-- BEGIN Input --
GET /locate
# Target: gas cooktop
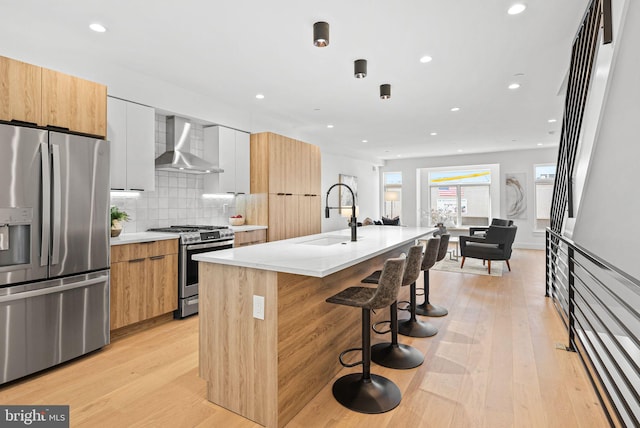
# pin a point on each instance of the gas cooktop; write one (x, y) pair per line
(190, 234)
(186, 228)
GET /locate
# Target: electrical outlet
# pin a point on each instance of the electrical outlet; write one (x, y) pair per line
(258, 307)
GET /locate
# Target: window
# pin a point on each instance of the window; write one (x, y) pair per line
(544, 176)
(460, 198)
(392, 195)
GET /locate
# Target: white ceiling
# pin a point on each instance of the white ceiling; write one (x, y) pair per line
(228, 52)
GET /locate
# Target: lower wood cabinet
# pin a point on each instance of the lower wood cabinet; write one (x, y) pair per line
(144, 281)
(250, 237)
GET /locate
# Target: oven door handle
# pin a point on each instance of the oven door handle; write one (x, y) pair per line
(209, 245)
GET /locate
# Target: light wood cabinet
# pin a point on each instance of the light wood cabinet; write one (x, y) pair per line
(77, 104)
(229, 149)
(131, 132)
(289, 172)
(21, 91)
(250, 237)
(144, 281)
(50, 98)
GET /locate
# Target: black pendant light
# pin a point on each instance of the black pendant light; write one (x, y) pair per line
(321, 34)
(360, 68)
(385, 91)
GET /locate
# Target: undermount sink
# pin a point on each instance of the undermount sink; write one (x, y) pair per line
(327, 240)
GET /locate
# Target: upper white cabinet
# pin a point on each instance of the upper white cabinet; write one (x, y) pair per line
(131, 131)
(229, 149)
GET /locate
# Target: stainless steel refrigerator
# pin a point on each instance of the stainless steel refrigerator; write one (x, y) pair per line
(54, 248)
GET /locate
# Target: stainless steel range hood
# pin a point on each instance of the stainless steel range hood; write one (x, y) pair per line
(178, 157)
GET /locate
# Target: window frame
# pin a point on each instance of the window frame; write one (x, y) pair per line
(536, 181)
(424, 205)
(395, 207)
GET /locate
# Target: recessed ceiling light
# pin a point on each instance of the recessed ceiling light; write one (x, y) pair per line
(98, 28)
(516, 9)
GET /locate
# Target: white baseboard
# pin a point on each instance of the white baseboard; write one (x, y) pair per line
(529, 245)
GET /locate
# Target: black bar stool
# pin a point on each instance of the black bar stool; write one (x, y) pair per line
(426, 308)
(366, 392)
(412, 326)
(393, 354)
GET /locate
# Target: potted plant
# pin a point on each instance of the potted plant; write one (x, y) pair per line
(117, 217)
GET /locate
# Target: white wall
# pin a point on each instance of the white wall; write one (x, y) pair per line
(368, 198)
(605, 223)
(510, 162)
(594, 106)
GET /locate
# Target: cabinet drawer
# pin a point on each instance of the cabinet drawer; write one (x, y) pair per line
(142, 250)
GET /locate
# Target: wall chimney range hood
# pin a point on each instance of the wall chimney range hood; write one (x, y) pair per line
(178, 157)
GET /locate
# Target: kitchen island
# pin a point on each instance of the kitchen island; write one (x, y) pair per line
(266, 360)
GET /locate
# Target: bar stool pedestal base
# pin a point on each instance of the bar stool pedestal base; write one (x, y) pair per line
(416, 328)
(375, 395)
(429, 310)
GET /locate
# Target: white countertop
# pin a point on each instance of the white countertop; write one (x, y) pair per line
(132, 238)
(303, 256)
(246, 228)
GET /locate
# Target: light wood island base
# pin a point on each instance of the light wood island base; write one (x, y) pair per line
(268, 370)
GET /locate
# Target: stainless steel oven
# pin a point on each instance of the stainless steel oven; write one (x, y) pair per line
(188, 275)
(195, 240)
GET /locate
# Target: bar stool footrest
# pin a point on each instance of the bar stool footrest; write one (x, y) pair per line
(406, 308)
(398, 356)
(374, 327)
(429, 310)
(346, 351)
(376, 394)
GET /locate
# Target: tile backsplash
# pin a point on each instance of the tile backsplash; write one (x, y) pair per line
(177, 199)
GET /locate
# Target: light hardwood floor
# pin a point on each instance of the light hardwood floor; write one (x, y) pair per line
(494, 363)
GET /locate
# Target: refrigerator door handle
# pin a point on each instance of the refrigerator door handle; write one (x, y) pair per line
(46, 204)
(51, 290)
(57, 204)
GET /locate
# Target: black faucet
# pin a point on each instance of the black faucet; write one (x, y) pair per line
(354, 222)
-- END Input --
• _Aim_
Omitting all images, print the listing exactly.

• _Result_
GET /locate
# Target: gas cooktop
# pin a point on each instance of the gas cooktop; write one (x, y) pair per line
(190, 234)
(186, 228)
GET /locate
# Target: electrical outlet
# pin a point on each instance of the electrical outlet; write one (x, y) pair per line
(258, 307)
GET /locate
# Target: window
# pin a point on each instance of the window; write one (x, y) pair per line
(544, 176)
(460, 198)
(392, 195)
GET /locate
# Target: white ceiling
# pin a point on each instance of the white ceiling; write one (x, y) pair per line
(228, 52)
GET /locate
# Target: lower wood cabinet
# pin a point on each instance of the lower wood cabinet; write one (x, y) pair per line
(144, 281)
(250, 237)
GET /locate
# Target: oven door handle
# pin a point on each instance of the oven door handle; write one (x, y) pair per line
(209, 245)
GET /locate
# Target: light wood cabinet
# pin a point on each instance of the light wood cabinet; write one (x, y) pair per line
(77, 104)
(229, 149)
(131, 132)
(289, 172)
(21, 91)
(250, 237)
(144, 281)
(50, 98)
GET /locate
# Target: black pendant light
# pin a point on each instance of the black pendant light; write one (x, y) pair per line
(321, 34)
(360, 68)
(385, 91)
GET /locate
# Target: undermount sink
# pin a point on each instance of the undermount sink; write one (x, y) pair per line
(327, 240)
GET /locate
# Target: upper white cabinet
# pin a point on each instance of the upper white cabinet; write one (x, y) pair per line
(131, 131)
(229, 149)
GET /locate
# Target: stainless steel refrigerator
# pin a point on each instance of the stainless steel refrigerator; write one (x, y) pair per line
(54, 248)
GET /locate
# Target: stainless steel range hood
# pin a point on each instance of the stainless steel range hood; write one (x, y) pair per line
(178, 157)
GET /locate
# Target: window frame
# pin a point on each instance of the window frame; write one (x, y) pair per line
(536, 181)
(424, 205)
(395, 207)
GET /locate
# Target: recessed ceiling light
# pin a point on each instance of the recessed ceiling light; write one (x, y) pair per line
(98, 28)
(516, 9)
GET /locate
# Target: white baseboard
# pin a point on each instance of the white baseboard; write one (x, y) pair per line
(529, 245)
GET /locate
# Target: black bar stool
# pin a point on each instance of the black bar stool; write one (x, y) pair per line
(426, 308)
(366, 392)
(412, 326)
(393, 354)
GET /locate
# Target: potted plant
# pin a point on each instance of the potted plant; write one (x, y) pair per line
(117, 217)
GET /locate
# Target: white wall
# pin a point on each instance of the white wall; write one (x, y) pair per line
(368, 198)
(605, 223)
(510, 162)
(594, 106)
GET /locate
# Target: cabinet drawer
# pin a point on each instance of the cabinet drawer; write one (x, y) pair per line
(142, 250)
GET /locate
# Target: wall chimney range hood
# pin a point on each instance of the wall chimney range hood; write one (x, y) pair per line
(178, 157)
GET /locate
# Target: kitchen island
# pin a point on each instance of the kitchen island; write one (x, y) pair per line
(266, 360)
GET /locate
# Target: bar stool pedestal base
# pin a point on each instance of the bar stool pedestal base; write one (x, y) pair per line
(416, 328)
(375, 395)
(429, 310)
GET /locate
# Target: white countertop
# pin a point on each instance of the white countertop; write one (x, y) pair per line
(132, 238)
(303, 256)
(246, 228)
GET /locate
# Target: light wood island base
# pin a point on each instance of the light wood island base; write one (x, y) pair per line
(268, 370)
GET /locate
# Target: stainless steel oven
# pin a point on each instance of the stainless steel oven; write one (x, y) pair per line
(188, 275)
(195, 240)
GET /locate
# Target: bar stool footrest
# pin a point on each instance of the bar stool footrest; write one (x, y) pair per line
(406, 308)
(398, 356)
(374, 327)
(429, 310)
(346, 351)
(376, 394)
GET /locate
# Target: tile backsplash
# pin a point on each instance of the tile backsplash; write one (x, y) pair per line
(177, 199)
GET /locate
# Target: light hardwood floor
# pin a point on each instance of the light hardwood floor; write one (x, y) pair per line
(494, 363)
GET /locate
# Target: refrigerator door handle
# pin a point on each instance of the refrigerator door handle; write one (x, y) pair per line
(46, 204)
(51, 290)
(57, 204)
GET /locate
# Target: black faucet
# pin a point on each instance of the black faucet; write one (x, y) pair per line
(354, 222)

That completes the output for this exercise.